#### [COMPLETE THE FOLLOWING]
**1)** Does the South Sudan report support each of these statements: (a) about 20,000 people have sought refuge in the two main UNMISS bases in Juba; (b) the fighting broke out on Dec. 19; (c) 75 humanitarian staff were evacuated from Bor on Thursday? Answer yes or no for each, quoting the deciding words of the report.
**2)** Will you retype the South Sudan report word for word, everything from "Since fighting broke" down to "across the country."?

#### [SUPPLIED PASSAGE]
NAIROBI (Thomson Reuters Foundation) – Some 34,000 South Sudanese civilians are taking refuge in United Nations Mission in South Sudan (UNMISS) bases in the capital Juba and in Bor, the rebel-controlled capital of Jonglei state, the U.N. said late Thursday, as deadly ethnic clashes that began last week plummet the two-year-old nation into chaos.
Since fighting broke out on Dec. 15 in South Sudan , as many as 500 people have been killed, according to local reports received by the U.N., while one UNMISS base in Jonglei state has been attacked. Regional mediators held talks with President Salva Kiir on Thursday in an effort to broker peace.
The U.N. said in its Dec. 19 update that fighting, civil unrest and heightened tension have been reported in 14 locations across the country.
Some 20,000 people have sought refuge in the two main UNMISS bases in Juba, too fearful to return to their homes. Other civilians may have been displaced to other locations around the capital, the U.N. said.
In Bor, clashes between security forces have displaced around 14,000 civilians to the UNMISS base. Some 70 humanitarian staff were evacuated from Bor to Juba on Thursday, with the evacuation of another 75 planned for Friday.

#### [EXTRACTED INFORMATION]
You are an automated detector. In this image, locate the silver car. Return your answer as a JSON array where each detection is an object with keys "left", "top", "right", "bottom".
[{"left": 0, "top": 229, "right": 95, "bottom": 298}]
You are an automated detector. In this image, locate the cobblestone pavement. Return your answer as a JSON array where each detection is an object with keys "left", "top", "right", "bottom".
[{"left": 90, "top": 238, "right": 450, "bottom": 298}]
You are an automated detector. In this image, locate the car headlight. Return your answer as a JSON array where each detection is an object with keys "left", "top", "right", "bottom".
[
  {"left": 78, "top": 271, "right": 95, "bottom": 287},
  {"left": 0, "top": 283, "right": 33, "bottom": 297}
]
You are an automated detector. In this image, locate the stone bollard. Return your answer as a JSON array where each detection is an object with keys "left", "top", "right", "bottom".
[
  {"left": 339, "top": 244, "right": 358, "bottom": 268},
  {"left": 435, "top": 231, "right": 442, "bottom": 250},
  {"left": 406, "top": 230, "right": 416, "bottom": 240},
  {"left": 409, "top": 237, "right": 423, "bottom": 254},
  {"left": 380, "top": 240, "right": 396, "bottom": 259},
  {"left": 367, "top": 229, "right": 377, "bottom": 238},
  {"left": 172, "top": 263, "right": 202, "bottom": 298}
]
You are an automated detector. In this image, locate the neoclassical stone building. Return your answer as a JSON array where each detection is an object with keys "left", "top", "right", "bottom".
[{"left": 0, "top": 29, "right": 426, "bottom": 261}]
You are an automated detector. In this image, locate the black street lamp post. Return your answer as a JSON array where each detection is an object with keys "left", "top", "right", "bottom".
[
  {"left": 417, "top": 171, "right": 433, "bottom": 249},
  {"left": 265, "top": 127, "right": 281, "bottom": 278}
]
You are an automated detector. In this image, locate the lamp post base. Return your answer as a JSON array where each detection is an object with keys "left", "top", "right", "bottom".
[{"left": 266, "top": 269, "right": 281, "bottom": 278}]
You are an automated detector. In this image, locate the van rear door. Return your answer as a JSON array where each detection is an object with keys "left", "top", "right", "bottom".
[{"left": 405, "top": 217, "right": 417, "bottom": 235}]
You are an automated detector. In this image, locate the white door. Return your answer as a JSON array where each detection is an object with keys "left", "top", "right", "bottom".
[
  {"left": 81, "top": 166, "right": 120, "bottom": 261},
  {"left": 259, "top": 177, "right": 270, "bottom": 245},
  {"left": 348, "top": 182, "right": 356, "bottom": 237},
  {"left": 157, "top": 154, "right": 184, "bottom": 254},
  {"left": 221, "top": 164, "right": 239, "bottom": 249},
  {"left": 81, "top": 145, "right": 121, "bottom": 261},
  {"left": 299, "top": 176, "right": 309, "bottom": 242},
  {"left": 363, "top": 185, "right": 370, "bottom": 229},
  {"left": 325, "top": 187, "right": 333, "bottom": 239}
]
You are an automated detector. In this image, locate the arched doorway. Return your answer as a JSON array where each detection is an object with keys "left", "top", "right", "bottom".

* * *

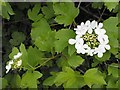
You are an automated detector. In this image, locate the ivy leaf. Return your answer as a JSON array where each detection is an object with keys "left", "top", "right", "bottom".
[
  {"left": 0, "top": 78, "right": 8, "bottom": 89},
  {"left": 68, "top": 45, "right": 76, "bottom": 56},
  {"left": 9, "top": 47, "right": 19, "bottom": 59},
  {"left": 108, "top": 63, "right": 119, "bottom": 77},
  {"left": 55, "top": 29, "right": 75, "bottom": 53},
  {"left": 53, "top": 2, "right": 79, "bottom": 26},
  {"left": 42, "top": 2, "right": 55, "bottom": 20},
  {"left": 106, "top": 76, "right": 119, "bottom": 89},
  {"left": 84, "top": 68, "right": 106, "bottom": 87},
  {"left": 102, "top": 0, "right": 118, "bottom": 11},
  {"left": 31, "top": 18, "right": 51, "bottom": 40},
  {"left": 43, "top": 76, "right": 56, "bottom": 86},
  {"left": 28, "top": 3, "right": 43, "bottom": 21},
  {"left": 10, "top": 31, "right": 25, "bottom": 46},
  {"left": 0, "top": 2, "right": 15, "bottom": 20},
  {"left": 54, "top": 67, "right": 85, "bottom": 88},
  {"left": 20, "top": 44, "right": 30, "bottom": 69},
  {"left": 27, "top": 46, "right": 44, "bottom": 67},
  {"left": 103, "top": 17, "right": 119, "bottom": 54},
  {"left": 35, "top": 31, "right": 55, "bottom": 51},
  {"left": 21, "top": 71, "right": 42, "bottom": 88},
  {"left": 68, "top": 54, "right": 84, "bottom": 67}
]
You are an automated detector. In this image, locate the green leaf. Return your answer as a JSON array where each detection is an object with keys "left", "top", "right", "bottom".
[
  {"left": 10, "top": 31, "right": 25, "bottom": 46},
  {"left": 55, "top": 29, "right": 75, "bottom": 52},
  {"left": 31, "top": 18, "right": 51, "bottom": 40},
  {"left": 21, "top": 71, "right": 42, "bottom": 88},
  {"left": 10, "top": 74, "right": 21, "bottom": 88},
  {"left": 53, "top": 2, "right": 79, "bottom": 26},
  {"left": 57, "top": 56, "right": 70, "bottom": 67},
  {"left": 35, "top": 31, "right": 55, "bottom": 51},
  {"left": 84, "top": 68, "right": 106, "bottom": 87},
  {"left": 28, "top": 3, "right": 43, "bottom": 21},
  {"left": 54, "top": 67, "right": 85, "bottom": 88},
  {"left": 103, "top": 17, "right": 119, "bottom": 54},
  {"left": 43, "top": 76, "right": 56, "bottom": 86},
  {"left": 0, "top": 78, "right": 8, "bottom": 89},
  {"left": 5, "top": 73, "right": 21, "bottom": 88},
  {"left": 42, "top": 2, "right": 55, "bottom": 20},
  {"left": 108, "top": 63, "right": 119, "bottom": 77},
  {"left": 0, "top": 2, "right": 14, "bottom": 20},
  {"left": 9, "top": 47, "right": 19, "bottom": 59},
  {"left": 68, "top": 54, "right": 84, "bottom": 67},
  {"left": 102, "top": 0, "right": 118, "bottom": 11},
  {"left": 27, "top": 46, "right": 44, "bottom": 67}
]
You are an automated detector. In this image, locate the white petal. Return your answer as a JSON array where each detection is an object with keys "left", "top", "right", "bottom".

#### [EXPECTED OUTPUTS]
**1)**
(a) Yes: "Some 20,000 people have sought refuge in the two main UNMISS bases in Juba"
(b) No: "Since fighting broke out on Dec. 15 in South Sudan"
(c) No: "Some 70 humanitarian staff were evacuated from Bor to Juba on Thursday, with the evacuation of another 75 planned for Friday"

**2)**
Since fighting broke out on Dec. 15 in South Sudan , as many as 500 people have been killed, according to local reports received by the U.N., while one UNMISS base in Jonglei state has been attacked. Regional mediators held talks with President Salva Kiir on Thursday in an effort to broker peace.
The U.N. said in its Dec. 19 update that fighting, civil unrest and heightened tension have been reported in 14 locations across the country.